(Items from a data source)
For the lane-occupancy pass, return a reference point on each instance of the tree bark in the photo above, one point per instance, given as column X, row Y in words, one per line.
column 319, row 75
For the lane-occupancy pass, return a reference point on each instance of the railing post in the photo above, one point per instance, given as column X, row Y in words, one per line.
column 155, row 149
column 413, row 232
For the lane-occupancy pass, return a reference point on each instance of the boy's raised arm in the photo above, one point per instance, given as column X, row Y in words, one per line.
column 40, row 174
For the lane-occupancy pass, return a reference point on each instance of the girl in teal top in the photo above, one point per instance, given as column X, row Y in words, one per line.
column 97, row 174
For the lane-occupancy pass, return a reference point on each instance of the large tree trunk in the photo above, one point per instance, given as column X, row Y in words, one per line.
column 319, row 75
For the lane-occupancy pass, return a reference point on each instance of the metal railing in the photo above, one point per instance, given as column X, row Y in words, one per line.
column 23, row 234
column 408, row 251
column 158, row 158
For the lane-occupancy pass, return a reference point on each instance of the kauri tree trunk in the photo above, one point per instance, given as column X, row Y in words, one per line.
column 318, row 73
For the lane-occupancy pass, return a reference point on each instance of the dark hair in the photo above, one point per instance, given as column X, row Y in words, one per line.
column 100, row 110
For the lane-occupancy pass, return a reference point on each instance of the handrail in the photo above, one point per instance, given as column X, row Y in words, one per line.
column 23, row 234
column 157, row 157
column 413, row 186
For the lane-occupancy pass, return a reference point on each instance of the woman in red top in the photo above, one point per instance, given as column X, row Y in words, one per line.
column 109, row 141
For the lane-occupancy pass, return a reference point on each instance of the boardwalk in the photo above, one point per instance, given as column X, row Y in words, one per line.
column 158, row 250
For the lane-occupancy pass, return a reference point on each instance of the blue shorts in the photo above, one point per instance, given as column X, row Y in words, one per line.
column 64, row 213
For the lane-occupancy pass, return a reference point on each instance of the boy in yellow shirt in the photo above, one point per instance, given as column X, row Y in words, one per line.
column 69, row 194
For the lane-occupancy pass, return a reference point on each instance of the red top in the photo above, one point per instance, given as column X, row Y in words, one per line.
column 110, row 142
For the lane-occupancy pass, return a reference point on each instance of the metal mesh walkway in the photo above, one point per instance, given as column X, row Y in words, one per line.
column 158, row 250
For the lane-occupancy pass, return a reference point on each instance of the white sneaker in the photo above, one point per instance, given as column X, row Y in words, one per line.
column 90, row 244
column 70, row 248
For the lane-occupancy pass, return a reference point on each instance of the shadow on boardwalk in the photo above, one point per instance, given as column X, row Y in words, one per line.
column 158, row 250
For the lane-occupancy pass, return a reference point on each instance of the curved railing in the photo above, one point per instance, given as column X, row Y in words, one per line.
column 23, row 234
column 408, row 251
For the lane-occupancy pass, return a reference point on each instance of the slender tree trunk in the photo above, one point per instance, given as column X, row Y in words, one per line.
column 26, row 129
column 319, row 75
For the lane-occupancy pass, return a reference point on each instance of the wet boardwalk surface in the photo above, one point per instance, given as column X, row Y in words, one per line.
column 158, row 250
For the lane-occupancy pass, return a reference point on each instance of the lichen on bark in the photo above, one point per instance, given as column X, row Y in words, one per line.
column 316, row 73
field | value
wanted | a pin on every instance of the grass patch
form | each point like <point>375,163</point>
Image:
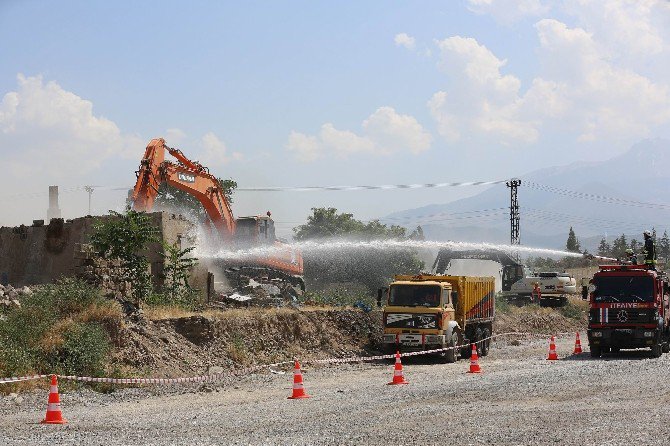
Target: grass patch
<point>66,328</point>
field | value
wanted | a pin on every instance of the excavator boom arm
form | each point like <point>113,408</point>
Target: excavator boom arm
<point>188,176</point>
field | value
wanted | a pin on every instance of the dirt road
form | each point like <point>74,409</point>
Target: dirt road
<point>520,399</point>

--

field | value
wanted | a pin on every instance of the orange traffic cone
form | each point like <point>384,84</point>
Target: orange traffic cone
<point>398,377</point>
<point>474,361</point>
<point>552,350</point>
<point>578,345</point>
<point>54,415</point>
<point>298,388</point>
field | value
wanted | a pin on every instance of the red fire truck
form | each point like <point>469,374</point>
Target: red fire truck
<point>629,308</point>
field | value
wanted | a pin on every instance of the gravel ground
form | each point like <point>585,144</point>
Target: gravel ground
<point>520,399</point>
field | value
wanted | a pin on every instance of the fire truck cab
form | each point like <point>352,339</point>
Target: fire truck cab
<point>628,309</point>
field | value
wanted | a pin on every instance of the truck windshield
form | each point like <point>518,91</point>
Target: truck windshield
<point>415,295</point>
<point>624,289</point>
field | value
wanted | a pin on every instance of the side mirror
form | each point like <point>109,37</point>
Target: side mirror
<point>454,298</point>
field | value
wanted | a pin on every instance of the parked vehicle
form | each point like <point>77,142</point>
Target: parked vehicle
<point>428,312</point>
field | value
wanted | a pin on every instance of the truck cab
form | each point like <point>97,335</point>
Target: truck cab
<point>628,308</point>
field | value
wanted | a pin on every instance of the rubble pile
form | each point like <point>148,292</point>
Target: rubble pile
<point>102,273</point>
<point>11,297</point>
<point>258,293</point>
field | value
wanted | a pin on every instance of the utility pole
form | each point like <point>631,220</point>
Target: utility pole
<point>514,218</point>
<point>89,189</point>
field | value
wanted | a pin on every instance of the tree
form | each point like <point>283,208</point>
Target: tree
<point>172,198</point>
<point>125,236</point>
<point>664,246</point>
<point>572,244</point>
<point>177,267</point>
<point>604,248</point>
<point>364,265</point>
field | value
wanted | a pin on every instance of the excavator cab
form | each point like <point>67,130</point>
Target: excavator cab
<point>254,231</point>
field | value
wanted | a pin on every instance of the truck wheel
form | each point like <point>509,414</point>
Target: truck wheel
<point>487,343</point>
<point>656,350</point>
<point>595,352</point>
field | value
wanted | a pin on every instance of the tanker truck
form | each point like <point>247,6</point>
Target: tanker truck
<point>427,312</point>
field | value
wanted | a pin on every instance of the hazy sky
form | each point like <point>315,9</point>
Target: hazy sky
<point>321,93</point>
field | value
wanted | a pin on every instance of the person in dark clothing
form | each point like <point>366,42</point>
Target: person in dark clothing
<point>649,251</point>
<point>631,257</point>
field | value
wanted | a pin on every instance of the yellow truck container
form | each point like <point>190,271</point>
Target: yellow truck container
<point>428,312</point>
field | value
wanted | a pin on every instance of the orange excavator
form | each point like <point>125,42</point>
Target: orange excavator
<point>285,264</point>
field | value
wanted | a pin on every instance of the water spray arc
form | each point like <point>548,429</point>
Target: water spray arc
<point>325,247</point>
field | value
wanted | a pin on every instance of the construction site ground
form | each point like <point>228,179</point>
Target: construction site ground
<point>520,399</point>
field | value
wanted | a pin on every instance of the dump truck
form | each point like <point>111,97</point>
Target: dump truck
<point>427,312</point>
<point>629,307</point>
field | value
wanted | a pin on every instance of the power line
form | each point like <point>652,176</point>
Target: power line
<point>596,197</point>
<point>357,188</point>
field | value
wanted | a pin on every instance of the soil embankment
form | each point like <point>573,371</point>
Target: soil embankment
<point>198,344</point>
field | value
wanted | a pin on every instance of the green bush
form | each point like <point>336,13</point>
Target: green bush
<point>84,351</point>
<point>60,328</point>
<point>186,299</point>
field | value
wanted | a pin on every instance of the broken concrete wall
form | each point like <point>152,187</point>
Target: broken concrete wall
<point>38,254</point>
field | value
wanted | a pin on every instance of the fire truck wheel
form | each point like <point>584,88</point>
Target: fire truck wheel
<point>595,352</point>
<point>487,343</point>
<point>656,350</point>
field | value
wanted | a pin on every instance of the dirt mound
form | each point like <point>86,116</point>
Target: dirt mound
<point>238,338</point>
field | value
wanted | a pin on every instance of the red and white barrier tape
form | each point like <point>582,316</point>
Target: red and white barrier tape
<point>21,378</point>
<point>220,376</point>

* * *

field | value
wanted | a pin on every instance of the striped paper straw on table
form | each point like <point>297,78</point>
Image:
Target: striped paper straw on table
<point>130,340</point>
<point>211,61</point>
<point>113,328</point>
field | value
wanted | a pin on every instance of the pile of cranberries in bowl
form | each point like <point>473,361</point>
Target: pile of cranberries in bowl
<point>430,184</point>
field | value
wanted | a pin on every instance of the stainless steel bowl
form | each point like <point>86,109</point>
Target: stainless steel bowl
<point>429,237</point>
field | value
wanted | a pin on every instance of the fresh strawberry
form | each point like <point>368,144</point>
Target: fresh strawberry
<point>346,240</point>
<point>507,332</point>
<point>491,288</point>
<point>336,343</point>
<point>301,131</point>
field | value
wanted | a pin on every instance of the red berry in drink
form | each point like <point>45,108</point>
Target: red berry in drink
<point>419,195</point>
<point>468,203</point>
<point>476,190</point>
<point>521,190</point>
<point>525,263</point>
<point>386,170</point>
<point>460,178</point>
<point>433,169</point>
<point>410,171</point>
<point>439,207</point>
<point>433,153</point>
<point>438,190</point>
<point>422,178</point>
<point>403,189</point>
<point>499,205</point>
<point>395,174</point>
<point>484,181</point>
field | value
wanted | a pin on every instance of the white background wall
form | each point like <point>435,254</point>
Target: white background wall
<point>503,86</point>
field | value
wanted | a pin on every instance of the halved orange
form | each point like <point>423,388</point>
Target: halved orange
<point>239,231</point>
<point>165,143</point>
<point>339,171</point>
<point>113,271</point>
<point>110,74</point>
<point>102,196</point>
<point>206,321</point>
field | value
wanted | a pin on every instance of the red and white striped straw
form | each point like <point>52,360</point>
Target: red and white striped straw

Your objective ::
Working from the data above, extract solely the lines from the one containing "Target: halved orange" through the one containing "Target: red and white striped straw", exactly as they appear, both included.

Reply ::
Target: halved orange
<point>239,231</point>
<point>165,143</point>
<point>339,171</point>
<point>113,271</point>
<point>110,74</point>
<point>102,196</point>
<point>206,321</point>
field | value
wanted | a pin on every instance of the red and white striped straw
form | each point like <point>52,360</point>
Target: red and white striped straw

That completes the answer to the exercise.